# Start of RECORD LIST

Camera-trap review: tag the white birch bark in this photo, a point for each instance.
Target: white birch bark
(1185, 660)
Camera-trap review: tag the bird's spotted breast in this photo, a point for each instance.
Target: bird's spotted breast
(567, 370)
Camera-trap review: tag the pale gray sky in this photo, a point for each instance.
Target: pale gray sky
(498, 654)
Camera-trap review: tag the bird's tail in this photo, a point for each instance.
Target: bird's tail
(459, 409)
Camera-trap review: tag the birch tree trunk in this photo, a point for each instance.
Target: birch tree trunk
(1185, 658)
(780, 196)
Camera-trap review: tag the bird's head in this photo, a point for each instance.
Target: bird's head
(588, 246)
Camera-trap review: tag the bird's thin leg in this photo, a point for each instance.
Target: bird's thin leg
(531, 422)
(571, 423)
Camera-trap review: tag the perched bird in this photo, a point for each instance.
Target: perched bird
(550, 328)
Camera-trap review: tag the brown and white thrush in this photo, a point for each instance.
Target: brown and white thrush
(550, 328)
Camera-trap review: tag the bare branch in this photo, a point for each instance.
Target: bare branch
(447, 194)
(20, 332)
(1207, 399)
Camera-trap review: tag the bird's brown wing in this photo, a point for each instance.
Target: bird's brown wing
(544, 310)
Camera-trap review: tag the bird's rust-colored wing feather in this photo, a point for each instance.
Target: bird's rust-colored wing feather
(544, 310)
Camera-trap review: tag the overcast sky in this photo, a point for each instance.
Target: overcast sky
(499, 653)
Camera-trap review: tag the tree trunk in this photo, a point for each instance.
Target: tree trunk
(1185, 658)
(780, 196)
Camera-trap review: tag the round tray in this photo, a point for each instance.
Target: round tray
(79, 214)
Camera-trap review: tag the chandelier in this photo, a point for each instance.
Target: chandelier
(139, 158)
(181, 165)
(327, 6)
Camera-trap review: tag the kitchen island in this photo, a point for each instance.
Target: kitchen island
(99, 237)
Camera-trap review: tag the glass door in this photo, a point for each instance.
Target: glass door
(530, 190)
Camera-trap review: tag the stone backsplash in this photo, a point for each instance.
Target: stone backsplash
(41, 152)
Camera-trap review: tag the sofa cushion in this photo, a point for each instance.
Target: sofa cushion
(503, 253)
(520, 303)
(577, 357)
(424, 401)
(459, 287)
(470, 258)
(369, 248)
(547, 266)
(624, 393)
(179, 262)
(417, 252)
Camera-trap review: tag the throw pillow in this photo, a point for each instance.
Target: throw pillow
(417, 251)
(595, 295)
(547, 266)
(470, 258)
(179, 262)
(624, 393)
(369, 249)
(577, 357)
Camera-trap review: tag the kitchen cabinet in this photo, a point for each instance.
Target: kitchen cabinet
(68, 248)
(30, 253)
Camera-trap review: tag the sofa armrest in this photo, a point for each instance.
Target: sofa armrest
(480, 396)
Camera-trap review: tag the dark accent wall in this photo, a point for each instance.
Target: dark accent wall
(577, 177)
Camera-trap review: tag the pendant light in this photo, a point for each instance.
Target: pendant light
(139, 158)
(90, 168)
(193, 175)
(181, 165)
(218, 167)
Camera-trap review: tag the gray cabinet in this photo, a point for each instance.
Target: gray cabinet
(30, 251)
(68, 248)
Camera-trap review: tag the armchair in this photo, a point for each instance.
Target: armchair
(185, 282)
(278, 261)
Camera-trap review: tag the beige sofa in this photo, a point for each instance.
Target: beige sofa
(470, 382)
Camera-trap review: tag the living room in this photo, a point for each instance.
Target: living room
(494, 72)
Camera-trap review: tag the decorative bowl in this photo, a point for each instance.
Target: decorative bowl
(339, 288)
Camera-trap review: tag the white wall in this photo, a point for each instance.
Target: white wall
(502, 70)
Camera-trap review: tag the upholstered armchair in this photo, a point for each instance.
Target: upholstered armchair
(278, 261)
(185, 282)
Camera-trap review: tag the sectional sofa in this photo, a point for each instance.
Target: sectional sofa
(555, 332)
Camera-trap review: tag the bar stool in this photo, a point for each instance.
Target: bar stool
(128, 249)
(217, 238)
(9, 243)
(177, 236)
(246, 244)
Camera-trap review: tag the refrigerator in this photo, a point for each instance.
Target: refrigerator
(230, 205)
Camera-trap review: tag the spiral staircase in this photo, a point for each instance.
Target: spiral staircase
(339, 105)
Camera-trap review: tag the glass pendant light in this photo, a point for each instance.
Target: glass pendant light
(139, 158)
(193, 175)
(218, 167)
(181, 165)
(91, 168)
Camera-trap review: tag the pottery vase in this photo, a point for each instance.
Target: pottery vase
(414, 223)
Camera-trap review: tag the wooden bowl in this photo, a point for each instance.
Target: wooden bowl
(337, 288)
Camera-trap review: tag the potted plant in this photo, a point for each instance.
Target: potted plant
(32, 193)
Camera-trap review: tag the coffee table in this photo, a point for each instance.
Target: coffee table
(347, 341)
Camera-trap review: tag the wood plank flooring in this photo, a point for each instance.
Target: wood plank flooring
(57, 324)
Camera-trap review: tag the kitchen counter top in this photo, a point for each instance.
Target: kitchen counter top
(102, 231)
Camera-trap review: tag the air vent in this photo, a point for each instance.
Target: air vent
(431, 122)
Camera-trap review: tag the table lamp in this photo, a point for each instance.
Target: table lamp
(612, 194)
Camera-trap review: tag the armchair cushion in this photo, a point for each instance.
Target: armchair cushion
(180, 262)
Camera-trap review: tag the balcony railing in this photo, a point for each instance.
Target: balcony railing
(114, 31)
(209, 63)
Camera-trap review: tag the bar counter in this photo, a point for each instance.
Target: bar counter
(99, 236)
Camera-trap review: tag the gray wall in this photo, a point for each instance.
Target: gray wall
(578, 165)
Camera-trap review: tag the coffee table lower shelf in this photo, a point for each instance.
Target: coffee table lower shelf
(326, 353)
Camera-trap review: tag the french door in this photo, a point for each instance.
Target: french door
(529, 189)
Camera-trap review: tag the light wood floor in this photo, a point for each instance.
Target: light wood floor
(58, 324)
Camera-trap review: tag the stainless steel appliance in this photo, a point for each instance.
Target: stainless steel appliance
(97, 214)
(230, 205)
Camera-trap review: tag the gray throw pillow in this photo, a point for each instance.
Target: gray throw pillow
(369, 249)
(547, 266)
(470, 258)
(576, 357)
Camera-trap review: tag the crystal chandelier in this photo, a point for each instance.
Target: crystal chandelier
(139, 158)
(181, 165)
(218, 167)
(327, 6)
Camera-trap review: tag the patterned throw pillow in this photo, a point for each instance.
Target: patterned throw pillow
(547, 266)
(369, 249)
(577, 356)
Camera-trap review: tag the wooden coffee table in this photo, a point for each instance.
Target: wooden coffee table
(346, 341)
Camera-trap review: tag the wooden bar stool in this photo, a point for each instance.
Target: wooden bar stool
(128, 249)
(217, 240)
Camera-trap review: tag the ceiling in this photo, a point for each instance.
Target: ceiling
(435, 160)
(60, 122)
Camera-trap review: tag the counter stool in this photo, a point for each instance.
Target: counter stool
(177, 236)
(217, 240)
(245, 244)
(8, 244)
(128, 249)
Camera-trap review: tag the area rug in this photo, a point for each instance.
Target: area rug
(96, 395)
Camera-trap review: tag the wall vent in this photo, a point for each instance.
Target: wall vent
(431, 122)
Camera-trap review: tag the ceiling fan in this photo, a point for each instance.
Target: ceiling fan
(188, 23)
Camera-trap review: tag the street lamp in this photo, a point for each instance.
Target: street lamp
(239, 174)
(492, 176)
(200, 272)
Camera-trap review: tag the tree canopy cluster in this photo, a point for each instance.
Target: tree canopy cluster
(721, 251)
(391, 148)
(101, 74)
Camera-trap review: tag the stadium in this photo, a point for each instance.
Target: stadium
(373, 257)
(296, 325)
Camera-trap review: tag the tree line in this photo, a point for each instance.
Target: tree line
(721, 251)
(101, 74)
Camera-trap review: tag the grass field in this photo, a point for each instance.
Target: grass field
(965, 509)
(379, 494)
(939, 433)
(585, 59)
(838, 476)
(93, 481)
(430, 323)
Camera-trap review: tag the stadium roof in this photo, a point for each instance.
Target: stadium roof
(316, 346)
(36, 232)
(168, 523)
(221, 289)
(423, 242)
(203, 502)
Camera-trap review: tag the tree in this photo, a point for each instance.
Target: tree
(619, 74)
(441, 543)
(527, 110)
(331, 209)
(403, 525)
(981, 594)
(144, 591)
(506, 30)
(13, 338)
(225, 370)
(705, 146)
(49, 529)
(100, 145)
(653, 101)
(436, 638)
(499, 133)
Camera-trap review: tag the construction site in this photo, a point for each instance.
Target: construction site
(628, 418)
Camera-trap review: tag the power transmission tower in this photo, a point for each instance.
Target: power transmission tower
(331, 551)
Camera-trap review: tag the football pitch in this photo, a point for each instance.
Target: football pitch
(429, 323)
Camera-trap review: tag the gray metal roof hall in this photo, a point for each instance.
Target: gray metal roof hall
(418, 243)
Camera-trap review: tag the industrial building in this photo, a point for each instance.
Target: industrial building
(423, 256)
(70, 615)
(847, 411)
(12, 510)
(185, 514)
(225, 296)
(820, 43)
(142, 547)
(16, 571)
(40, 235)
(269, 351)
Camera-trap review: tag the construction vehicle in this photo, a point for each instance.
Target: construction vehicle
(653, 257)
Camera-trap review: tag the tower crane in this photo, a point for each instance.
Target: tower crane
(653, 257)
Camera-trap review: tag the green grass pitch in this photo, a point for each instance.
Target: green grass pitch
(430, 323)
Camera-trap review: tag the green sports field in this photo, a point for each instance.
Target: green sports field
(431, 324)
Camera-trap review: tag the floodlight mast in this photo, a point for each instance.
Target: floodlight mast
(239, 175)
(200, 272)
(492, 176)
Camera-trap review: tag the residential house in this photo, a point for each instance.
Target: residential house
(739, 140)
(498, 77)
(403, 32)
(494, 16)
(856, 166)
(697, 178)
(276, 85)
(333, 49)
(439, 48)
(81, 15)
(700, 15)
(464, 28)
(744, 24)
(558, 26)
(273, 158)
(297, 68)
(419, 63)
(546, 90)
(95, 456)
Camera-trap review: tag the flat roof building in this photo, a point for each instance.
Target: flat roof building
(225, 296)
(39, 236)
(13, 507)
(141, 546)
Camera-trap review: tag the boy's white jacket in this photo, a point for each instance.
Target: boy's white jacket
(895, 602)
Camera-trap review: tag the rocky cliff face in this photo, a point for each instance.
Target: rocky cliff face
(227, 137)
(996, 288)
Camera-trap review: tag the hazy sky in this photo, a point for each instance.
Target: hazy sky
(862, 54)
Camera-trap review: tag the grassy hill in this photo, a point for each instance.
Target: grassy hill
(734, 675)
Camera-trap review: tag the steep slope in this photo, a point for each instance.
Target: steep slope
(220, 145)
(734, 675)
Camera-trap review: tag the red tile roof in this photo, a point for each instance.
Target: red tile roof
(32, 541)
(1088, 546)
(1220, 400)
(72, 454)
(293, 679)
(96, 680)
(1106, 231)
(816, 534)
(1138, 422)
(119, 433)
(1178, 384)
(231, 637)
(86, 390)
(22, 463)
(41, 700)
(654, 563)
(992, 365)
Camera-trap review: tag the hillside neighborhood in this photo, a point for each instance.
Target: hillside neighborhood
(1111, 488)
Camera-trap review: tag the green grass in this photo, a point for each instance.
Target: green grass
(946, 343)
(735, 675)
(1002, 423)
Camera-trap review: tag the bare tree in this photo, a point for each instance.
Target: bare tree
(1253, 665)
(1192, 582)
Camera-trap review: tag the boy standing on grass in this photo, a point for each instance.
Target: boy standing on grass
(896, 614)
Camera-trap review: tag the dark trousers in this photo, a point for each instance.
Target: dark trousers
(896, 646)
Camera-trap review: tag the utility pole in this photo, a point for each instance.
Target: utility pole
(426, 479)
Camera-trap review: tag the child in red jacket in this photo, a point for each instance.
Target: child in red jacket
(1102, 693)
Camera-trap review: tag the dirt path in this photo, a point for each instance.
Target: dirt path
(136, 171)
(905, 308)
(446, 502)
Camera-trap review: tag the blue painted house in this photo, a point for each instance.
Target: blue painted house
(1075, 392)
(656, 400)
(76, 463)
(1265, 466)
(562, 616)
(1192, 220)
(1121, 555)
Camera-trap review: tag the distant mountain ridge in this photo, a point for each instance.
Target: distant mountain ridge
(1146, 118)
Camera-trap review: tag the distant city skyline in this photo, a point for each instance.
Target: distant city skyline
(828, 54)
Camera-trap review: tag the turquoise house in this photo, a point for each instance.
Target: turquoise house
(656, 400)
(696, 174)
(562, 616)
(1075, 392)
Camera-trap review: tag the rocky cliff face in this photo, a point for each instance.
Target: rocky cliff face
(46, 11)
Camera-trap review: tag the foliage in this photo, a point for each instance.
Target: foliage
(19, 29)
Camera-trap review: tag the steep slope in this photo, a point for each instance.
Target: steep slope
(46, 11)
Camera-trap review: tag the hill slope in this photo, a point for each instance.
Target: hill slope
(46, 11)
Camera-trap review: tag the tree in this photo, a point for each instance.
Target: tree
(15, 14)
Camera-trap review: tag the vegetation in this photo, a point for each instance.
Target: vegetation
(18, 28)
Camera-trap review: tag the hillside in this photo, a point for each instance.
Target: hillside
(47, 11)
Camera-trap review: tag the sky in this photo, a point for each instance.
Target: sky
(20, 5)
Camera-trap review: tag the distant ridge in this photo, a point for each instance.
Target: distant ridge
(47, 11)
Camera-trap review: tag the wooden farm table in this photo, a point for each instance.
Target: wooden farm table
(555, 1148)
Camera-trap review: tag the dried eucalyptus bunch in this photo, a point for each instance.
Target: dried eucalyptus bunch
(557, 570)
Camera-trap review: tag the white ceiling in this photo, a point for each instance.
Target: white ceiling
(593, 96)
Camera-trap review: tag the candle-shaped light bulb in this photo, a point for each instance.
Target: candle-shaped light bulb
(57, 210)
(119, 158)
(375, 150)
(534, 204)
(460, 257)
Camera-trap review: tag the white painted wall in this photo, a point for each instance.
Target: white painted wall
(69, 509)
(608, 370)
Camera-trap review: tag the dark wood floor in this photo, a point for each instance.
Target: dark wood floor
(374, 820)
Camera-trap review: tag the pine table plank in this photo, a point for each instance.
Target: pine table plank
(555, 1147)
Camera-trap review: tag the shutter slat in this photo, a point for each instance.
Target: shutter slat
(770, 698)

# End of RECORD LIST

DO THIS
Rewrite everything from the line containing "Camera-trap review: tag the pine" down to the end of the records, changing "slat" to "panel" and keeping the rest the same.

WRITTEN REPLY
Camera-trap review: tag the pine table plank in this photo, a point for each instance.
Target: pine table plank
(555, 1147)
Camera-trap review: tag the shutter panel in this photo, a point for each instance.
Target: shutter panel
(770, 698)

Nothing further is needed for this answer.